Exercise objective
Render every line of the records below as a numbered list, skipping blank lines and omitting the pictures.

Task input
--------------------

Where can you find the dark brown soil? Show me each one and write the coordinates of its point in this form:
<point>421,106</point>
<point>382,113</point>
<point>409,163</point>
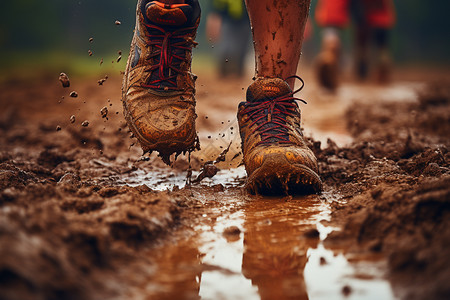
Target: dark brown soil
<point>70,228</point>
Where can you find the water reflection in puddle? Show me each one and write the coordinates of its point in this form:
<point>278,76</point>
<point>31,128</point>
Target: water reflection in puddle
<point>277,253</point>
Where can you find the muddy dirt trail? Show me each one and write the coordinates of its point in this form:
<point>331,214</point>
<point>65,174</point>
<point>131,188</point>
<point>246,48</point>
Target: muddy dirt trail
<point>84,216</point>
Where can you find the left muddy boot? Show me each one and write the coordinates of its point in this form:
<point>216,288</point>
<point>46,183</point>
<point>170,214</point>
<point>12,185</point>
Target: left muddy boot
<point>276,157</point>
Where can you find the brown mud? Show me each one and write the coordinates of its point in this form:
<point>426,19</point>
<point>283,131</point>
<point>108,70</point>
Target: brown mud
<point>84,216</point>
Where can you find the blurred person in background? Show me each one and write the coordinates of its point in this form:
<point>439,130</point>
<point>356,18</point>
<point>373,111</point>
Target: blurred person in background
<point>158,91</point>
<point>228,26</point>
<point>372,21</point>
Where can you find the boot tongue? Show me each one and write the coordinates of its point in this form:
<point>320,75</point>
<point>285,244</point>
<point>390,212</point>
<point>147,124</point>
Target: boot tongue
<point>166,15</point>
<point>266,89</point>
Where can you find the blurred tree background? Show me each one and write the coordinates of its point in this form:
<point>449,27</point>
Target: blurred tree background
<point>55,33</point>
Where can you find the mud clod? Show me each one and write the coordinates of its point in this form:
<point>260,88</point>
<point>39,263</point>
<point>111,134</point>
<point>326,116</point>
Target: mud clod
<point>104,112</point>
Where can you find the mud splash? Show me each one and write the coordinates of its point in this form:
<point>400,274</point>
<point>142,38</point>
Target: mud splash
<point>263,248</point>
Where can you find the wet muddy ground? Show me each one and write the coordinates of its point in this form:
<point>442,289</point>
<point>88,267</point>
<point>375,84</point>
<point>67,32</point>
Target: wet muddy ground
<point>84,216</point>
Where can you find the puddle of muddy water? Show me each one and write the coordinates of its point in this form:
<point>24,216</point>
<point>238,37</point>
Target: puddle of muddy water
<point>274,252</point>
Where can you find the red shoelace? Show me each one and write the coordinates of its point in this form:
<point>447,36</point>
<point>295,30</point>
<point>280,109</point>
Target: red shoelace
<point>270,116</point>
<point>171,45</point>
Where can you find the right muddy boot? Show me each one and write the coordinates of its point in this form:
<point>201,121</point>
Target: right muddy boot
<point>158,86</point>
<point>276,157</point>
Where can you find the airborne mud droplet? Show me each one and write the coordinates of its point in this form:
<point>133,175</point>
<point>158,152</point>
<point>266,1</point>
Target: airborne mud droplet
<point>104,112</point>
<point>64,79</point>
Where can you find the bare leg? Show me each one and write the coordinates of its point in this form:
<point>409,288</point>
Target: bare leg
<point>277,27</point>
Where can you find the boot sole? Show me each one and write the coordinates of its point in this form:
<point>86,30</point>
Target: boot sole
<point>277,176</point>
<point>165,148</point>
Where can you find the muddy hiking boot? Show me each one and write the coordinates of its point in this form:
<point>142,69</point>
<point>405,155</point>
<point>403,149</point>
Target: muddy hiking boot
<point>276,157</point>
<point>158,86</point>
<point>327,63</point>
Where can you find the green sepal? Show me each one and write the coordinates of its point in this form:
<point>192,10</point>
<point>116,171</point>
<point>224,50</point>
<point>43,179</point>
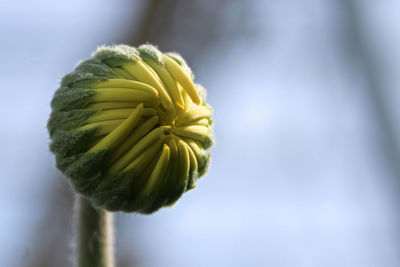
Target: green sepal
<point>203,163</point>
<point>96,67</point>
<point>150,51</point>
<point>68,120</point>
<point>71,98</point>
<point>182,62</point>
<point>112,192</point>
<point>66,143</point>
<point>86,171</point>
<point>116,56</point>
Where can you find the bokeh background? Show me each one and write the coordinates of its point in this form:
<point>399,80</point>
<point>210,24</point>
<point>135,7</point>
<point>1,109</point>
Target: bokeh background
<point>306,168</point>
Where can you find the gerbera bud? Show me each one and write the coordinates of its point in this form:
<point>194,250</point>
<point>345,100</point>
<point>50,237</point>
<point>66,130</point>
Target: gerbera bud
<point>129,128</point>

--------------------

Output for this exercise
1. Where can you find the dark brown soil? Show me each one and write the coordinates of its point in this form:
2. <point>421,106</point>
3. <point>382,113</point>
4. <point>409,163</point>
5. Target: dark brown soil
6. <point>70,228</point>
7. Where can you find the water reflection in puddle? Show me each one and write the coordinates of its point in this form:
8. <point>278,76</point>
9. <point>31,128</point>
10. Target: water reflection in puddle
11. <point>277,253</point>
12. Where can you find the muddy dirt trail? Show me each one and write the coordinates of its point in this form:
13. <point>331,214</point>
14. <point>65,174</point>
15. <point>131,188</point>
16. <point>246,48</point>
17. Target: muddy dirt trail
18. <point>84,216</point>
19. Where can you find the left muddy boot? Show me each one and write the coordinates of its point in this form:
20. <point>216,288</point>
21. <point>46,183</point>
22. <point>170,214</point>
23. <point>12,185</point>
24. Target: left muddy boot
25. <point>276,157</point>
26. Where can you find the brown mud? Show me each one and write the coordinates of its point in this form:
27. <point>426,19</point>
28. <point>283,131</point>
29. <point>108,70</point>
30. Target: brown mud
31. <point>84,216</point>
32. Where can you find the blurred person in background? Show me each one and write the coordinates of its point in this form:
33. <point>439,130</point>
34. <point>356,18</point>
35. <point>373,111</point>
36. Target: blurred person in background
37. <point>158,91</point>
38. <point>228,26</point>
39. <point>372,21</point>
40. Where can you find the boot tongue? Show me each one and write the coordinates of its point in this form:
41. <point>320,75</point>
42. <point>285,244</point>
43. <point>390,212</point>
44. <point>147,124</point>
45. Target: boot tongue
46. <point>166,15</point>
47. <point>266,89</point>
48. Where can you find the blurred tree background? Show me each one and write the coordinates of its point in this form:
49. <point>449,27</point>
50. Target: blurred tree background
51. <point>55,33</point>
52. Where can you find the mud clod? Show me each one and write the coordinates of its point in this form:
53. <point>260,88</point>
54. <point>39,263</point>
55. <point>111,134</point>
56. <point>326,116</point>
57. Target: mud clod
58. <point>104,112</point>
59. Where can you find the mud splash? Show me each one and write the coordinates of its point in this form:
60. <point>400,274</point>
61. <point>142,38</point>
62. Target: mud splash
63. <point>263,248</point>
64. Where can you find the wet muddy ground? Show me each one and write the coordinates of its point in this form:
65. <point>442,289</point>
66. <point>88,267</point>
67. <point>375,84</point>
68. <point>67,32</point>
69. Target: wet muddy ground
70. <point>84,216</point>
71. Where can you find the puddle of muddy water? Show me each one and write the coordinates of its point in this form:
72. <point>24,216</point>
73. <point>238,37</point>
74. Target: puddle of muddy water
75. <point>274,252</point>
76. Where can you find the red shoelace? Show me each one and write the coordinates of its point in this form:
77. <point>447,36</point>
78. <point>295,30</point>
79. <point>280,109</point>
80. Target: red shoelace
81. <point>270,116</point>
82. <point>171,45</point>
83. Where can you find the right muddy boot? Show me each one and write the coordinates of its point in this form:
84. <point>201,121</point>
85. Target: right muddy boot
86. <point>158,86</point>
87. <point>276,157</point>
88. Where can you find the airborne mud droplet? Show me each one and write the coordinates of its point in this form:
89. <point>133,175</point>
90. <point>158,152</point>
91. <point>266,1</point>
92. Target: airborne mud droplet
93. <point>104,112</point>
94. <point>64,79</point>
95. Where can you find the bare leg? Show me each one and write the coordinates of its point in this form:
96. <point>409,288</point>
97. Target: bare leg
98. <point>277,27</point>
99. Where can you find the boot sole? Show me each one and write the coordinates of its point in this form:
100. <point>86,30</point>
101. Target: boot sole
102. <point>277,176</point>
103. <point>165,148</point>
104. Where can you find the muddy hiking boot? Show me each one and write the coordinates of its point in this form:
105. <point>142,69</point>
106. <point>405,155</point>
107. <point>403,149</point>
108. Target: muddy hiking boot
109. <point>276,157</point>
110. <point>158,86</point>
111. <point>327,63</point>
112. Where can you find the green sepal? Show me each one and write the coordinates of its point in this form:
113. <point>192,10</point>
114. <point>116,171</point>
115. <point>224,50</point>
116. <point>43,179</point>
117. Target: green sepal
118. <point>203,163</point>
119. <point>96,67</point>
120. <point>150,51</point>
121. <point>68,120</point>
122. <point>71,98</point>
123. <point>182,62</point>
124. <point>112,192</point>
125. <point>66,143</point>
126. <point>86,171</point>
127. <point>116,56</point>
128. Where can you find the bokeh background? Show me each one and write the coordinates of its point in this form:
129. <point>399,80</point>
130. <point>210,24</point>
131. <point>135,7</point>
132. <point>1,109</point>
133. Target: bokeh background
134. <point>306,168</point>
135. Where can you find the gerbera bud? Show me each one and write the coordinates of its point in this form:
136. <point>194,250</point>
137. <point>345,100</point>
138. <point>50,237</point>
139. <point>66,130</point>
140. Target: gerbera bud
141. <point>129,128</point>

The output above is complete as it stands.